» Фрагмент страницы:
Более трех лет рогожские попечители ожидали благоприятных для себя последствий от этой записки. Но они ждали напрасно. Ни ходатайство их в Москве, ни «хождение по делам» Кочуева в Петербурге, ни просьбы, подаваемые ими разным начальствующим лицам и даже особам царской фамилии, не увенчались тем успехом, какого они ожидали. Правительство твердо стояло на своем. Считая оскорбительным для церкви дозволение православным священникам уклоняться в раскол, оно не только не восстановляло правил 1822 года, но с каждым годом более и более стесняло старообрядцев.
Здесь не лишним считаем сказать несколько слов о главном лице рогожского посольства, Федоре Андреевиче Рахманове, который в то время стоял во главе задуманного предприятия образовать заграничную иерархию.

» Задания:
1. Ответьте на вопросы по фрагменту о рогожских попечителях:
(a) Сколько времени попечители ожидали благоприятных последствий от записки?
(b) Правила какого года правительство не восстановляло?
(c) Кто стоял во главе предприятия образовать заграничную иерархию?
2. Процитируйте фрагмент о рогожских попечителях, начиная со слов «Здесь не лишним» и продолжая до слов «образовать заграничную иерархию.».

» Раздел данных:
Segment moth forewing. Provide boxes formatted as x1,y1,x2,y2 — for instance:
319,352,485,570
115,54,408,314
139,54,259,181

» Ответы по заданиям:
1.
(a) Более трех лет.
(b) 1822 года.
(c) Федор Андреевич Рахманов.

2.
Здесь не лишним считаем сказать несколько слов о главном лице рогожского посольства, Федоре Андреевиче Рахманове, который в то время стоял во главе задуманного предприятия образовать заграничную иерархию.